» **What you have to do**
Write out every record below exactly as it appears.

» **Data**
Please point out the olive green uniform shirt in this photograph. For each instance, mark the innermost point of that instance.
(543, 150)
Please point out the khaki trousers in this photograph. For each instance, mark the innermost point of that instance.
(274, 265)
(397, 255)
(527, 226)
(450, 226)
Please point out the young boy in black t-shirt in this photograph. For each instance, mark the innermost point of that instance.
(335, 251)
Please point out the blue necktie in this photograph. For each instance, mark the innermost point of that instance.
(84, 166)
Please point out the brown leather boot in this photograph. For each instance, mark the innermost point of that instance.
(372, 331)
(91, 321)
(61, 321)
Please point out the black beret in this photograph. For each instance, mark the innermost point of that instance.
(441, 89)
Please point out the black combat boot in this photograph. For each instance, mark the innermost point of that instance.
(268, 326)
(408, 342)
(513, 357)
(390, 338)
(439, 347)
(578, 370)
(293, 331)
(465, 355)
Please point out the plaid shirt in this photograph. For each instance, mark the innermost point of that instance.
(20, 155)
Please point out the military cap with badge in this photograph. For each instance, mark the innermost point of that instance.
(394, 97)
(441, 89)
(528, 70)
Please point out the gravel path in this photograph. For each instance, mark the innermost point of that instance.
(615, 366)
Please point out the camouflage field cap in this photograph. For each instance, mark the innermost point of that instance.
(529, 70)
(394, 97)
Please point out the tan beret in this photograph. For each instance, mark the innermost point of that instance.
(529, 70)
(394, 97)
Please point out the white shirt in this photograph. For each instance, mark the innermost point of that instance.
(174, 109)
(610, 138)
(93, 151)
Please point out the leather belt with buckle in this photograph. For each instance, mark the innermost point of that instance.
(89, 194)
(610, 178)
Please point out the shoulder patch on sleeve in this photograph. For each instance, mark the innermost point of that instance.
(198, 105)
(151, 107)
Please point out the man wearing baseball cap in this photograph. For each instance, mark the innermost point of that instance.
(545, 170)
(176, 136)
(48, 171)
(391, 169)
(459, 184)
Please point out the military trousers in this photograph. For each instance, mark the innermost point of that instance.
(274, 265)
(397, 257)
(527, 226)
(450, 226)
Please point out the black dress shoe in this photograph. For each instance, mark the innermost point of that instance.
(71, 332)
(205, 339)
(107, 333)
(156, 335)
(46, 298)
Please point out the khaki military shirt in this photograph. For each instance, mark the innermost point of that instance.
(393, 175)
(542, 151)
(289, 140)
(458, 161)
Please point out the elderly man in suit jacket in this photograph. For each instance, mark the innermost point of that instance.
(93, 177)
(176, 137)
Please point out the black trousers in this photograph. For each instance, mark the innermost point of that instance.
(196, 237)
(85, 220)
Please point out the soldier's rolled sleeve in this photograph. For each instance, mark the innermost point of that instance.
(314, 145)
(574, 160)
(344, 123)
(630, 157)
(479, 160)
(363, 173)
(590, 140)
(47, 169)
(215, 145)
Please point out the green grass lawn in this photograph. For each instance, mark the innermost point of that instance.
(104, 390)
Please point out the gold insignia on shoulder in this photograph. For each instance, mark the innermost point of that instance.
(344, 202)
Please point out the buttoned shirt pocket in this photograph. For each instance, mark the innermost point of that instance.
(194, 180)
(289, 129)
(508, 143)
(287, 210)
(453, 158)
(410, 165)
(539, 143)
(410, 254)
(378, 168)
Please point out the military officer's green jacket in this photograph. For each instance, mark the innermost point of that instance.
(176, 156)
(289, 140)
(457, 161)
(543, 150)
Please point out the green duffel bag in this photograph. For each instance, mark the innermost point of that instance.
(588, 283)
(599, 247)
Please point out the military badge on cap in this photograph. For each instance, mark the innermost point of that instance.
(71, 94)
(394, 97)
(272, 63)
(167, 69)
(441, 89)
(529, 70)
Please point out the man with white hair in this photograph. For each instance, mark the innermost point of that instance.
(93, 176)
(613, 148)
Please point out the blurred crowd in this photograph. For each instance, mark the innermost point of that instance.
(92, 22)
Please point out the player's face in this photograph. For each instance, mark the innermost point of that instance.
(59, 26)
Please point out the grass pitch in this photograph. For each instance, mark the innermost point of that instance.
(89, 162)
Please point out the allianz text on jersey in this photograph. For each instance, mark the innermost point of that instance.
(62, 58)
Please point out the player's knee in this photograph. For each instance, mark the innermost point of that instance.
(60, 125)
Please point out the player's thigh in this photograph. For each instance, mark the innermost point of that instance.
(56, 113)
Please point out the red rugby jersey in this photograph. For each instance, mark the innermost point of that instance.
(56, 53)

» **Answer to the problem**
Please point out the olive green uniform shirt in this photograph. For each instance, mark the innermost point of that instance.
(543, 150)
Please point out the khaki trousers in this photograph. For each instance, mark the innermost point of that instance.
(274, 265)
(397, 255)
(527, 226)
(450, 226)
Please point out the young boy in black t-shirt in this photograph. For each instance, mark the innermost point of that instance.
(335, 251)
Please point out the blue necktie in this photograph. For each instance, mark the innermost point of that instance.
(84, 166)
Please point out the brown leather boot in this photograph. For each instance, mark the innermost point of that instance.
(372, 331)
(91, 321)
(61, 321)
Please point out the black beret in this photograph. For each instance, mark the innermost point of that instance.
(441, 89)
Please point out the black combat boot in this photograph. For each instance, mark the innermost point of that instance.
(268, 326)
(408, 342)
(513, 357)
(390, 338)
(439, 347)
(578, 370)
(293, 331)
(465, 355)
Please point out the plaid shirt in this photograph. For each instance, mark the innermost point of that instance.
(20, 155)
Please point out the military cap with badge in this photograph. For each instance, mark the innermost point of that instance.
(394, 97)
(441, 89)
(528, 70)
Please point out the gravel path in this photograph. For each instance, mark the innermost point of that instance.
(615, 366)
Please point out the camouflage field cap in this photograph. For each instance, mark the innermost point of that instance.
(529, 70)
(394, 97)
Please point out the tan beret in this photograph. For each instance, mark the innermost point of that instance.
(529, 70)
(394, 97)
Please point out the white shirt in this photograph. For each instance, mark the innermost point of that instance.
(174, 109)
(610, 138)
(93, 151)
Please point out the leather belt with buckle in this photograph. For each instance, mark the innermost point of that instance.
(89, 194)
(610, 178)
Please point out the shoulder patch on sleeve in this photograph. For each instance, mark the innermost point of that instance.
(198, 105)
(151, 107)
Please point out the man wearing baseball cap in this photograph. For each instance, mark the innermost point of that instance.
(545, 170)
(176, 136)
(48, 171)
(391, 169)
(459, 184)
Please point out the military trousers in this photograph. For each instance, mark the innermost point of that instance.
(274, 265)
(397, 257)
(527, 226)
(450, 226)
Please point out the black dress shoe in this photograph. For each instance, mark the innermost point of that instance.
(71, 332)
(205, 339)
(107, 333)
(156, 335)
(46, 298)
Please point out the khaki military shirt in this photograph. For each instance, mark the innermost point of that instance.
(393, 175)
(542, 151)
(289, 140)
(458, 161)
Please point out the elderly man in suit jacket in this photograph. For each instance, mark the innermost point of that instance.
(93, 177)
(176, 137)
Please point out the black trousers in this photograph. For each instance, mark the innermost point of that instance.
(196, 237)
(85, 220)
Please point out the soldier's rolled sleeve in this photograph. For each instance, mark the innermost point of that instance.
(314, 145)
(574, 160)
(344, 123)
(630, 157)
(479, 160)
(363, 173)
(590, 140)
(47, 169)
(215, 145)
Please point out the green grass lawn in this photograph. For each instance, mark the innermost point of that instance.
(104, 390)
Please point out the gold insignia on shoulder in this photograph. For each instance, mark the innermost point of that instance.
(344, 202)
Please point out the buttoned shirt pocket in this photograph. For each instance, mark the innermost point of that instance.
(194, 180)
(289, 129)
(508, 143)
(287, 210)
(453, 158)
(410, 165)
(539, 143)
(410, 254)
(378, 168)
Please point out the military officer's green jacket in this photograph. For each instance, mark the innermost point of that instance.
(176, 156)
(289, 140)
(457, 161)
(543, 150)
Please point out the green duffel bag in this photograph. For each instance, mark the innermost point of that instance.
(588, 283)
(599, 247)
Please point out the military badge on cap in this photograph. For each instance, mark the innermost point of that instance.
(71, 94)
(394, 97)
(272, 63)
(167, 69)
(441, 89)
(529, 70)
Please point out the man with white hair in this photograph. For each instance, mark the innermost point of that instance.
(93, 176)
(613, 148)
Please point out the blurred crowd in this photograph. For each instance, mark the innermost point of that instance.
(92, 22)
Please point out the player's face in this photograph. For each instance, mark the innermost point of that instance.
(59, 26)
Please point out the grass pitch in this photograph. For each instance, mark the innermost point of that instance.
(89, 162)
Please point out the allianz text on jersey in this photograph. For each instance, mark the innermost point of that instance.
(62, 58)
Please point out the player's knee in this photograph. For each instance, mark the innermost point of that instance.
(60, 125)
Please point out the player's thigh in this photograph. For each instance, mark the innermost point of that instance.
(56, 113)
Please point out the red rugby jersey in this photograph. For each instance, mark the innermost point of that instance.
(56, 53)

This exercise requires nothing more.